[Items from a data source]
***

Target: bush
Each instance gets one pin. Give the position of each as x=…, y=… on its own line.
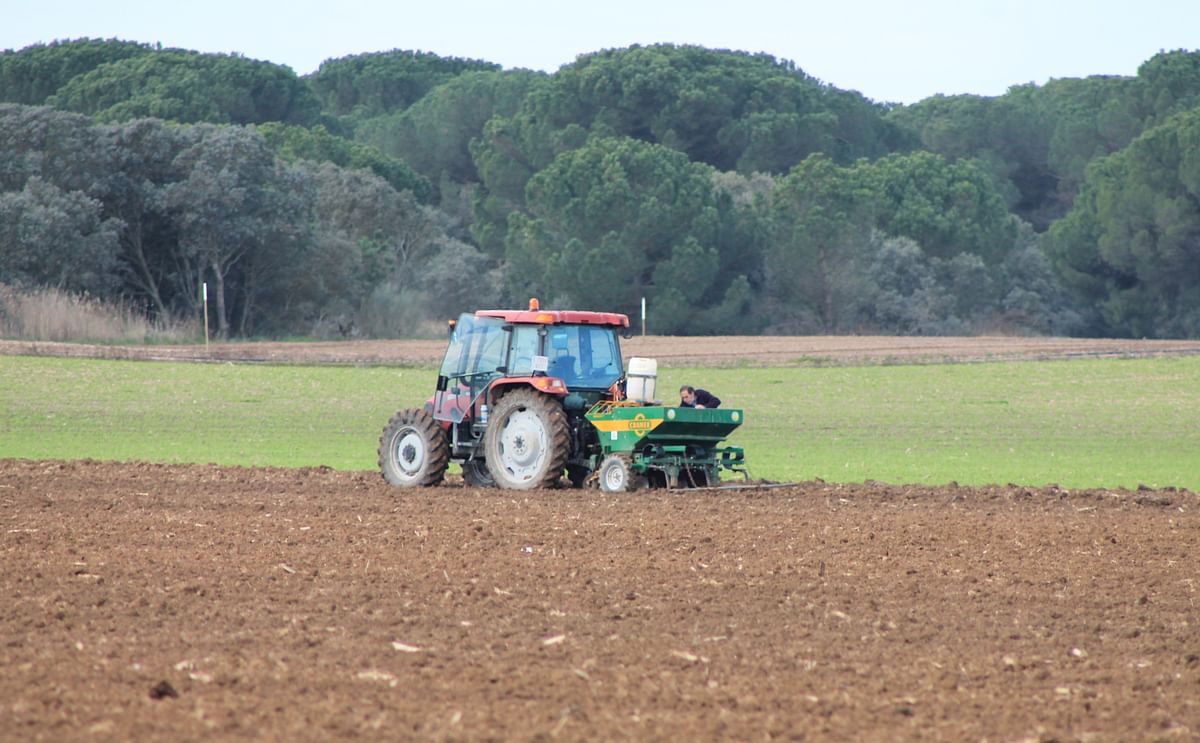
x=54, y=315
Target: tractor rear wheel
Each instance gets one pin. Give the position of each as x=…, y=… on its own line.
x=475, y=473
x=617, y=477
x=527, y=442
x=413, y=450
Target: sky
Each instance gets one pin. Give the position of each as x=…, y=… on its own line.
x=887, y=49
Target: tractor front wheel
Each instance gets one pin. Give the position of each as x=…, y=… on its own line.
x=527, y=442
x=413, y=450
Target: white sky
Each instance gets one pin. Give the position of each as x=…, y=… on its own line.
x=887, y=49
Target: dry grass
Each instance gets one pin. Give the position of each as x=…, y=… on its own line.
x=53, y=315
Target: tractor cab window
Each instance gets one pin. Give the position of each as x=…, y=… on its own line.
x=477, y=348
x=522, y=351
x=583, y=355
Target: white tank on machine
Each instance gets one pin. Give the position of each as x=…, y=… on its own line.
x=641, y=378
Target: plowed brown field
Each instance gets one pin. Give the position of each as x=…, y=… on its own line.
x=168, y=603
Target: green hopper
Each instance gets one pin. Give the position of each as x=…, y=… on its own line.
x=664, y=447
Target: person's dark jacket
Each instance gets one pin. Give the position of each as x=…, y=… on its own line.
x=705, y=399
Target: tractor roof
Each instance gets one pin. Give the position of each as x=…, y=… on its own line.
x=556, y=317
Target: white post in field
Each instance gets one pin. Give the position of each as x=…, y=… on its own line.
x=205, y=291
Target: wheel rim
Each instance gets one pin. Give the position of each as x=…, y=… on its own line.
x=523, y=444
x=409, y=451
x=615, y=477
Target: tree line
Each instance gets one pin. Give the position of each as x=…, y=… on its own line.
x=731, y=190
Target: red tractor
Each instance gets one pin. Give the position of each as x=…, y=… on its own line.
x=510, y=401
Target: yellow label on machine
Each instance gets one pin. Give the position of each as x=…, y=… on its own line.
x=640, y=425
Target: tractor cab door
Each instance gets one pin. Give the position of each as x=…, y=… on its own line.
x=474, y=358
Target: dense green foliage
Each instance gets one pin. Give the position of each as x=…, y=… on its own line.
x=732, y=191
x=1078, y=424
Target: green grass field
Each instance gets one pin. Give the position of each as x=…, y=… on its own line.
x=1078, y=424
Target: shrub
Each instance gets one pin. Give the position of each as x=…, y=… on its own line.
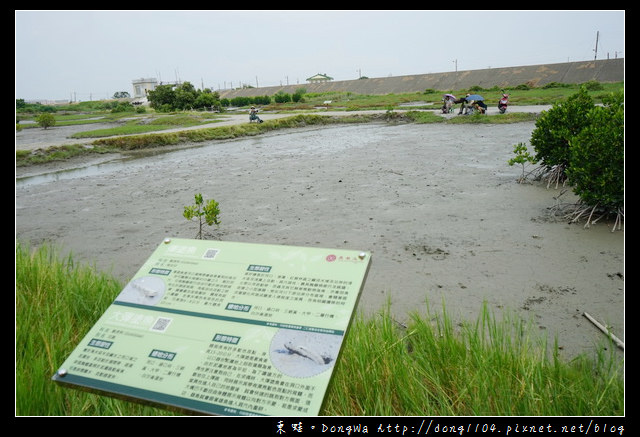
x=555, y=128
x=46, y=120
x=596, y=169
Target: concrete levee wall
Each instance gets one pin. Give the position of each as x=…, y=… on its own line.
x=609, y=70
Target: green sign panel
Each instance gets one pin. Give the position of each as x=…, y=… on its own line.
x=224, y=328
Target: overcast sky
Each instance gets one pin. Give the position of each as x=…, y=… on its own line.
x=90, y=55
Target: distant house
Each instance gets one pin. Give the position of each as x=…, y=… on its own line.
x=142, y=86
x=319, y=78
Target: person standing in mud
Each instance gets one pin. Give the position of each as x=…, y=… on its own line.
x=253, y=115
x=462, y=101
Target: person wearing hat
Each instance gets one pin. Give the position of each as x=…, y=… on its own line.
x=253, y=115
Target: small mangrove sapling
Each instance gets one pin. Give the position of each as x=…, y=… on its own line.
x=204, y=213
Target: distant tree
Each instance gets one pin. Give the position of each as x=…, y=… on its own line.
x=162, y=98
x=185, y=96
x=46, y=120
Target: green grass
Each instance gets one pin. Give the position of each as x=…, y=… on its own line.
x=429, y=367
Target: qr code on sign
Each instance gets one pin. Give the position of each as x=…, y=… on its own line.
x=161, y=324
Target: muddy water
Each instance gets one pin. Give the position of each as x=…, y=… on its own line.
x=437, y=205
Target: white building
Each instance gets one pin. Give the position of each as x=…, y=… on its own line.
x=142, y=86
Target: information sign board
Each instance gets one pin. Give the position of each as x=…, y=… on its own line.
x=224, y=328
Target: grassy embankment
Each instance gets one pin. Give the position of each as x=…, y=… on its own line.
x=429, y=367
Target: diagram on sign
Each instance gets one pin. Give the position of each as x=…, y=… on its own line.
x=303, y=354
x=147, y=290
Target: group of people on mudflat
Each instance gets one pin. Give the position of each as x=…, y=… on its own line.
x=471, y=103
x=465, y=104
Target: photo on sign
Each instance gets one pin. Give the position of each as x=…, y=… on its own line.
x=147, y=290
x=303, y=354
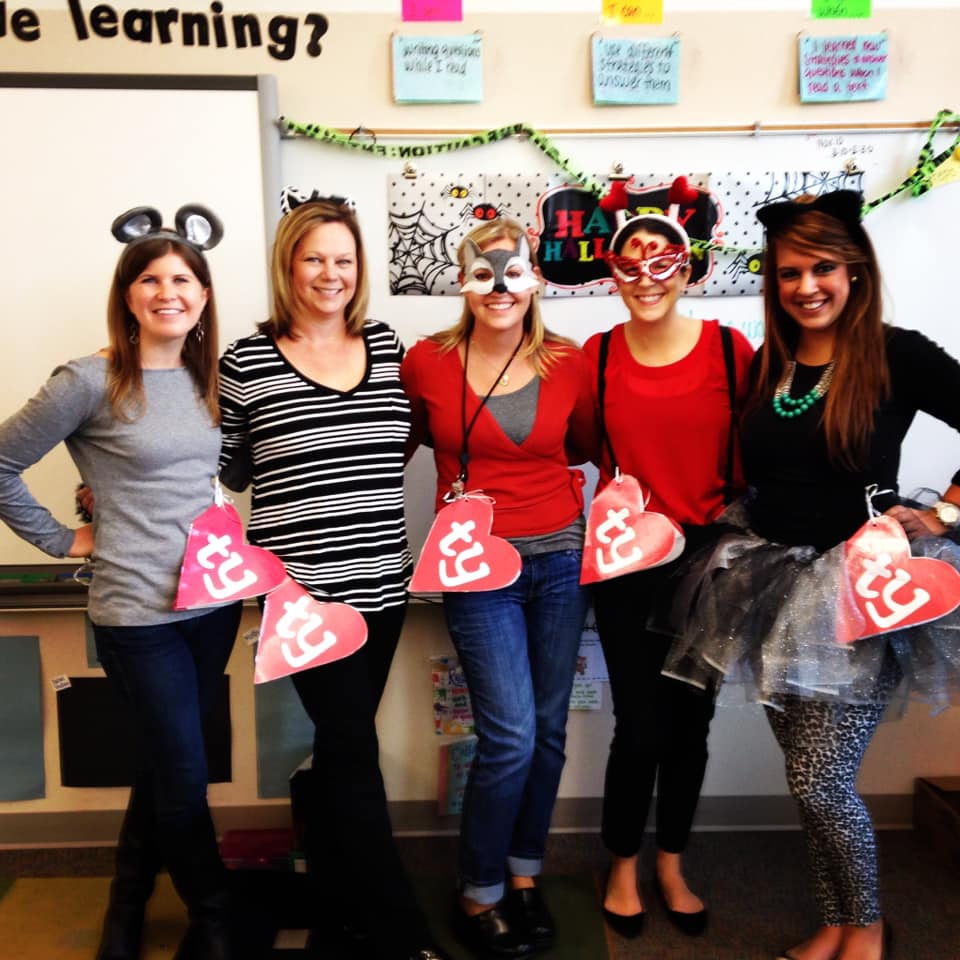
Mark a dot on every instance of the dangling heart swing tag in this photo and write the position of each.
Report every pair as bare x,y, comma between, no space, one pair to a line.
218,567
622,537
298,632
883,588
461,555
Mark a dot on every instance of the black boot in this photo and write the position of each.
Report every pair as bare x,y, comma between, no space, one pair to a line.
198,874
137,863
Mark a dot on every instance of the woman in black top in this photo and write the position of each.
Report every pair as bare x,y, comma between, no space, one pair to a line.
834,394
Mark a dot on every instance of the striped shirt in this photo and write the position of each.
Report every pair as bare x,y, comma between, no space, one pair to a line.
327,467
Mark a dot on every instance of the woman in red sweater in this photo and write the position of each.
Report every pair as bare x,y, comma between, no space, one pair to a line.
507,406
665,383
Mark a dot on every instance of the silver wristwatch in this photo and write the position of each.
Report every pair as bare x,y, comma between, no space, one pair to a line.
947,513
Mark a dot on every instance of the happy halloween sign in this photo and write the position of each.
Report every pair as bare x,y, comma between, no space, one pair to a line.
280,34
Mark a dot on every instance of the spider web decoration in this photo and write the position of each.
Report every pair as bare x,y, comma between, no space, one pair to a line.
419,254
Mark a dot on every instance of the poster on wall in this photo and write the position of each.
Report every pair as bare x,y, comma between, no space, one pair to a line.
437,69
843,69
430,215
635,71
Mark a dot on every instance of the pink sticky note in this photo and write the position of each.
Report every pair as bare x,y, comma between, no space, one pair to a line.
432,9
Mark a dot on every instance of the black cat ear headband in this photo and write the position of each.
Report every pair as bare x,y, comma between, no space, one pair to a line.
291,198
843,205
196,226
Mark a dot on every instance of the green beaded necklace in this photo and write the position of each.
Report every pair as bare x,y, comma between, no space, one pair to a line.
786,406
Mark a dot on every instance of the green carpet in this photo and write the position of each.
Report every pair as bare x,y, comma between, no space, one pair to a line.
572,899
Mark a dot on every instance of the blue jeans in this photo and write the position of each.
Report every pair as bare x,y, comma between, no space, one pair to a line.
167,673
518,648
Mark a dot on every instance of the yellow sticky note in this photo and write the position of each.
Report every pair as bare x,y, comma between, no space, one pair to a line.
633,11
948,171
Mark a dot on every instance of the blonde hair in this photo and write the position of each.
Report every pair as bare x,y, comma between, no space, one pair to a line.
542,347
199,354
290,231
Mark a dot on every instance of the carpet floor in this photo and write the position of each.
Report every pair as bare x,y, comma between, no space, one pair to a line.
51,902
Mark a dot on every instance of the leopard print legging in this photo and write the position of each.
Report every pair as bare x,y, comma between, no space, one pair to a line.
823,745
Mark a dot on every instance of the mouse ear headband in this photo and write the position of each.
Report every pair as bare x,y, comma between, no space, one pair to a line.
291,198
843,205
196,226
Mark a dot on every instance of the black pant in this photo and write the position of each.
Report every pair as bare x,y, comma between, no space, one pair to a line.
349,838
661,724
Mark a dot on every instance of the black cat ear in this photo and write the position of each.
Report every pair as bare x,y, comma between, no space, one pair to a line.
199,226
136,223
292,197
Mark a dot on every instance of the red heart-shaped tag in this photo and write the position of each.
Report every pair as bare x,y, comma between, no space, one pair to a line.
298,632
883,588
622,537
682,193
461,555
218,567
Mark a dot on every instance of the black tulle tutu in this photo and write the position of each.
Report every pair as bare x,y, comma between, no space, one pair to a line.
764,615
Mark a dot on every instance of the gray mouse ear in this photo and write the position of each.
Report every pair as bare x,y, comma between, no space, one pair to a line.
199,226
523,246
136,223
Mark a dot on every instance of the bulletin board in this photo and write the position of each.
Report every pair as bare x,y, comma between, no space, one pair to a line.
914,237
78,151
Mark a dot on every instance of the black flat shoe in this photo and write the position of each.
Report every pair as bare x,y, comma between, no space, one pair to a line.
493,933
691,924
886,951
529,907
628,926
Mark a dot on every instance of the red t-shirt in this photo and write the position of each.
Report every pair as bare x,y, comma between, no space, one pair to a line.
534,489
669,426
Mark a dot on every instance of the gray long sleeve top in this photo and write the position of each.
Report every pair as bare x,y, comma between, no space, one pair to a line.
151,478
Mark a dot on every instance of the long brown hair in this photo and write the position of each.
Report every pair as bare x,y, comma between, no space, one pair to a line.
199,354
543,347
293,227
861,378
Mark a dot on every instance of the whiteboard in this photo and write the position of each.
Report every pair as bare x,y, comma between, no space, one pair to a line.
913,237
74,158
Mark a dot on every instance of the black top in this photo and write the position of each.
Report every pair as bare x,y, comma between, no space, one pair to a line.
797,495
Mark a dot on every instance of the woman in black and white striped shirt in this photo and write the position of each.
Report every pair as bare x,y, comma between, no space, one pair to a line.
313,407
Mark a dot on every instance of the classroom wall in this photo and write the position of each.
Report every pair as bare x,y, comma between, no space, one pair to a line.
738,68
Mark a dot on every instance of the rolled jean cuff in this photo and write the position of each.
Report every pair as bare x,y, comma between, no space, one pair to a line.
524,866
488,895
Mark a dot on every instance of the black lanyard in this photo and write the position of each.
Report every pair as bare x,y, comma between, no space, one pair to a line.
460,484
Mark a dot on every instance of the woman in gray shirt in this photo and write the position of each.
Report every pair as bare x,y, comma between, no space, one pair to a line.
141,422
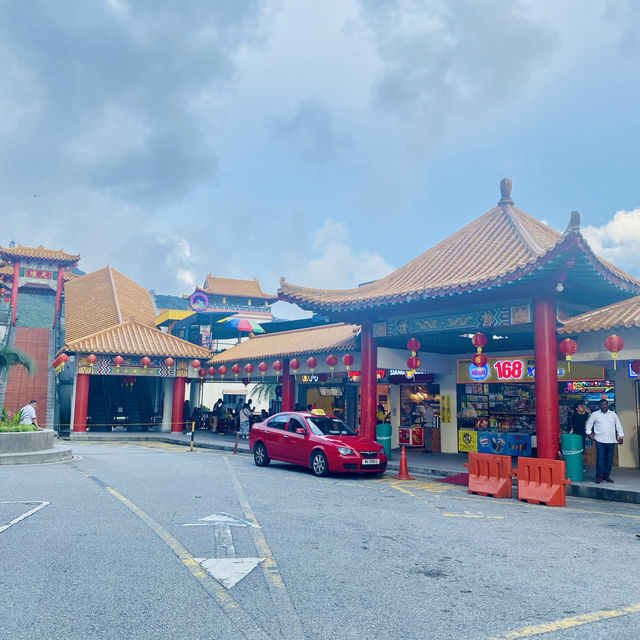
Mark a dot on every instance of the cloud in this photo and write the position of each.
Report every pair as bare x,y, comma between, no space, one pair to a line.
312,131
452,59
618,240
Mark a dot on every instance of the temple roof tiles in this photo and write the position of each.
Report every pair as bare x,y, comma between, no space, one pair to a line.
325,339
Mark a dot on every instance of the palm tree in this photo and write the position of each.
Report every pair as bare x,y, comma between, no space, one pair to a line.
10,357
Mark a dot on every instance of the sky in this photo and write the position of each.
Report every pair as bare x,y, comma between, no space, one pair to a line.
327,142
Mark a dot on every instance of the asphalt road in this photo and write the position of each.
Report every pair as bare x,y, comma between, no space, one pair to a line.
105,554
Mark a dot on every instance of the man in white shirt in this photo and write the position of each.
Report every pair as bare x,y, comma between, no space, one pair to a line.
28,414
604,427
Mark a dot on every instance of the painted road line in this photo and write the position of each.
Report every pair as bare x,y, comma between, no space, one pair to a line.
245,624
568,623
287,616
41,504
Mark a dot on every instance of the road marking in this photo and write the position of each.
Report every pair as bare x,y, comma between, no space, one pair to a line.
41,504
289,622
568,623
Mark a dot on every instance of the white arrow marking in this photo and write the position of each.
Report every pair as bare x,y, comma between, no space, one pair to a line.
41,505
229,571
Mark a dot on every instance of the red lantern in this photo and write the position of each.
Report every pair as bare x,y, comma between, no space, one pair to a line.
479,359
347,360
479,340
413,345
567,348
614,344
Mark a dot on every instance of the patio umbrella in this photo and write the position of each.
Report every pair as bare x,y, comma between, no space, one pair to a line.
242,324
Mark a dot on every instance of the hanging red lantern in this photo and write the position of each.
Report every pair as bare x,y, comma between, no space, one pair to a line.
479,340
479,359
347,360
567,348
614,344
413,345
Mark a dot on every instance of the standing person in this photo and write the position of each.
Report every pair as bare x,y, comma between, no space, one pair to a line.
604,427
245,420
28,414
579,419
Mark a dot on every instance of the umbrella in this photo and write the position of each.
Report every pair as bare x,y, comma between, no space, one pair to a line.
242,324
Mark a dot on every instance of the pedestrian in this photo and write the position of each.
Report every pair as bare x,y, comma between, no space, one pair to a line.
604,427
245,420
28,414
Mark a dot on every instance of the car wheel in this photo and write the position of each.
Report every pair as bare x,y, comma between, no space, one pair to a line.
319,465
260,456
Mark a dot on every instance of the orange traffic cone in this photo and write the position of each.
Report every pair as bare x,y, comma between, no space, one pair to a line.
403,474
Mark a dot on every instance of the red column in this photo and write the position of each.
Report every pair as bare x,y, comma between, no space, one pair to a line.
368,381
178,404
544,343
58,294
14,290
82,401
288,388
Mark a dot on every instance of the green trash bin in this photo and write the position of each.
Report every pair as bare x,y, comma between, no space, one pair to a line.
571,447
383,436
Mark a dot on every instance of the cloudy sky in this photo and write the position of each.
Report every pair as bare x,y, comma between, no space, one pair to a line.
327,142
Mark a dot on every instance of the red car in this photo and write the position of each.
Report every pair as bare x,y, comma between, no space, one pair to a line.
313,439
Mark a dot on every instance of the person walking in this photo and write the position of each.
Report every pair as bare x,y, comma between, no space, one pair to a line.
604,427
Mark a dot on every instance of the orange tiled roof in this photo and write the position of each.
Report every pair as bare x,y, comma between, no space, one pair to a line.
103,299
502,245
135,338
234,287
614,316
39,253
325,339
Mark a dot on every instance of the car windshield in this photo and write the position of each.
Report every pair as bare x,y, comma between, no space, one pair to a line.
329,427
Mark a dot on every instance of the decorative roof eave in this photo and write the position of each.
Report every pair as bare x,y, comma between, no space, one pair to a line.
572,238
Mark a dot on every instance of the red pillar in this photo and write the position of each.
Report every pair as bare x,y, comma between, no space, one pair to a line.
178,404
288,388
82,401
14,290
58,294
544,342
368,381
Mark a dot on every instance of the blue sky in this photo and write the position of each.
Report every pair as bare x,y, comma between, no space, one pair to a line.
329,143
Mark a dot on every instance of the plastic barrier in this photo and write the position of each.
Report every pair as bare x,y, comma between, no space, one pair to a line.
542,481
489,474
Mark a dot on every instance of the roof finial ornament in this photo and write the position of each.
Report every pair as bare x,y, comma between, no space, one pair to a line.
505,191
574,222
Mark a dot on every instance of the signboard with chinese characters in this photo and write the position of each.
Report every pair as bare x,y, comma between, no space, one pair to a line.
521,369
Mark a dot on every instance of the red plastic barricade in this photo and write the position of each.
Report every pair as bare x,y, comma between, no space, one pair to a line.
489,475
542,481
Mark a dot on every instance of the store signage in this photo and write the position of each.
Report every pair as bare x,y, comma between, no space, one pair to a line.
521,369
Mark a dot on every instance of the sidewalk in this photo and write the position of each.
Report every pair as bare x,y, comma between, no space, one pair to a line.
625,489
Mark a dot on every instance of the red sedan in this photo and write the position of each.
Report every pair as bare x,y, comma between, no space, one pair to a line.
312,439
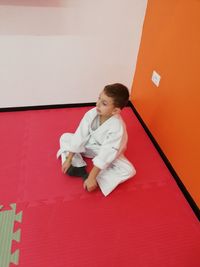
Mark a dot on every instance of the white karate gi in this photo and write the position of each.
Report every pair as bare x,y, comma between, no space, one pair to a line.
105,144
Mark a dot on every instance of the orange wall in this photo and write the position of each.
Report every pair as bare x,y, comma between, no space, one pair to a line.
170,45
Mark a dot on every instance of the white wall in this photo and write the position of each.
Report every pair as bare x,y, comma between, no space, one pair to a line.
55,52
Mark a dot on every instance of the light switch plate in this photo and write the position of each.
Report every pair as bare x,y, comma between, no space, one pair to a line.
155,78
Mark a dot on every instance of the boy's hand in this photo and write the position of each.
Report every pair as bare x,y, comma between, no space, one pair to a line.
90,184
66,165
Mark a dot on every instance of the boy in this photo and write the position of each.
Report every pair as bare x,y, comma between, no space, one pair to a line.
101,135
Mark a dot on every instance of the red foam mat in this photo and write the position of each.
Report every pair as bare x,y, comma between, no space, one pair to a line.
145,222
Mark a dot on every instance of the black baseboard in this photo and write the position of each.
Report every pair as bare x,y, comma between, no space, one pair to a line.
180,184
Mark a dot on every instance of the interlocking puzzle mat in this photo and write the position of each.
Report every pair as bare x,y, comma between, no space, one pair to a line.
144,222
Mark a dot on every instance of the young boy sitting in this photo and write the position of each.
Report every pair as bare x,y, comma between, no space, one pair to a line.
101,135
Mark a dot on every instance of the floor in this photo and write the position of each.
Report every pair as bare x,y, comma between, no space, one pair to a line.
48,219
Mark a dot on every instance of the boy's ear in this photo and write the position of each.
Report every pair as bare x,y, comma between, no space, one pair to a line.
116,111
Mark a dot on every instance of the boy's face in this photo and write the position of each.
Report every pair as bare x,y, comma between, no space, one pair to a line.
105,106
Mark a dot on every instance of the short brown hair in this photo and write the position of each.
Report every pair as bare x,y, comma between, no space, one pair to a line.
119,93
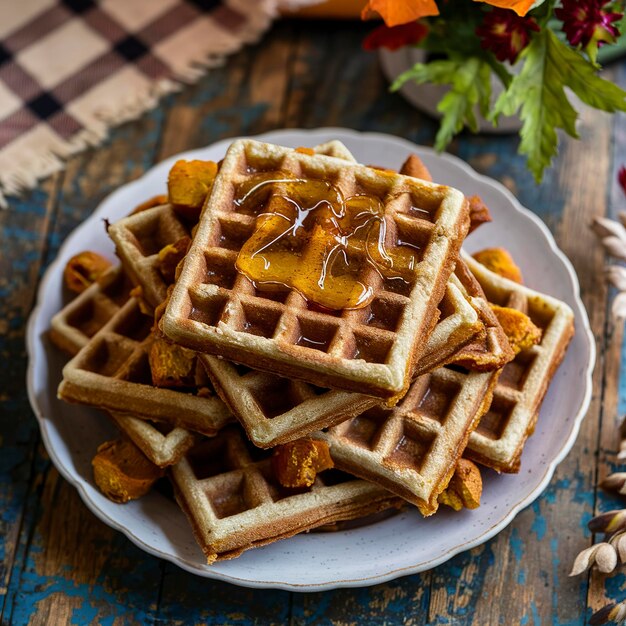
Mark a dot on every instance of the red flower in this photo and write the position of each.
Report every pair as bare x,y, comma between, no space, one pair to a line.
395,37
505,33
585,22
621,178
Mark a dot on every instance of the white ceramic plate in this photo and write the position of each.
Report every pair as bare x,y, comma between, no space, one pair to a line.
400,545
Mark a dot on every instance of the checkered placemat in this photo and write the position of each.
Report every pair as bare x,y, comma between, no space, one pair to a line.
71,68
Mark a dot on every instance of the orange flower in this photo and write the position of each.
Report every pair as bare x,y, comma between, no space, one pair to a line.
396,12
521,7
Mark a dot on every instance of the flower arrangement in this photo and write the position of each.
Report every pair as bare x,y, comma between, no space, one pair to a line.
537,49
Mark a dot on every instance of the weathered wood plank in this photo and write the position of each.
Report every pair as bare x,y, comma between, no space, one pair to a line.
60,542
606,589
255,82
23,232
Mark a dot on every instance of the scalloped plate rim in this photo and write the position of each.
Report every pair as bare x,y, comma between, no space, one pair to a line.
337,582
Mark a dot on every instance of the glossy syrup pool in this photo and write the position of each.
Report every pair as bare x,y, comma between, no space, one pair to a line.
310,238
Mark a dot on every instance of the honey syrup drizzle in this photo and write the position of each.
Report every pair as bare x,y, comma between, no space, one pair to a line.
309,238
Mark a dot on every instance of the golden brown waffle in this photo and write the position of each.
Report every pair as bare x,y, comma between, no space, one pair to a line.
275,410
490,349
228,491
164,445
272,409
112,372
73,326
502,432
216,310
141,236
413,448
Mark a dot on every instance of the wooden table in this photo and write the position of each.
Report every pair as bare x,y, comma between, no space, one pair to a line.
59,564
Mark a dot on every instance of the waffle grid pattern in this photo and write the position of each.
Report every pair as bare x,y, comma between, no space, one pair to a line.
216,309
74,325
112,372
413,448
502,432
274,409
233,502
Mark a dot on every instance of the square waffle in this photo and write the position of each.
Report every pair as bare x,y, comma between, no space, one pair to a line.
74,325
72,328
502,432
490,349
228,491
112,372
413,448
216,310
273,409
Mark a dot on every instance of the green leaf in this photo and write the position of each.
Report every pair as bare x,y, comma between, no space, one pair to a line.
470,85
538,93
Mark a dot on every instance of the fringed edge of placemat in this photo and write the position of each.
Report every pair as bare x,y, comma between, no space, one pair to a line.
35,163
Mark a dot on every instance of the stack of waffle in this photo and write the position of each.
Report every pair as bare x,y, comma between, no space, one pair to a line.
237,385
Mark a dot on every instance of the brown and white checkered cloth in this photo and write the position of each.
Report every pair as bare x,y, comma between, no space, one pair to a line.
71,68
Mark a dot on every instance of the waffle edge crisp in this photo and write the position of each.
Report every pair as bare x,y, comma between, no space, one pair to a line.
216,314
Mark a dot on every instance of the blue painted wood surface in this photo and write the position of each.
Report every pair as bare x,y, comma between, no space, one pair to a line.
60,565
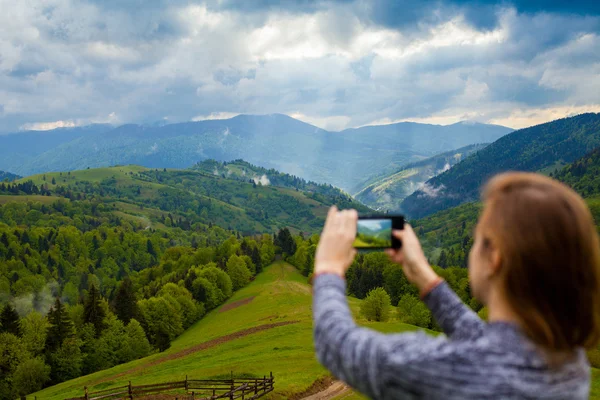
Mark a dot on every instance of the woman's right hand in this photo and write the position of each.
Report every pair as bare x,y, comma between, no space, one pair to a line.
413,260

***

Each line above holding the string "gray" counts once; please report the total and nothing more.

> **Written response**:
3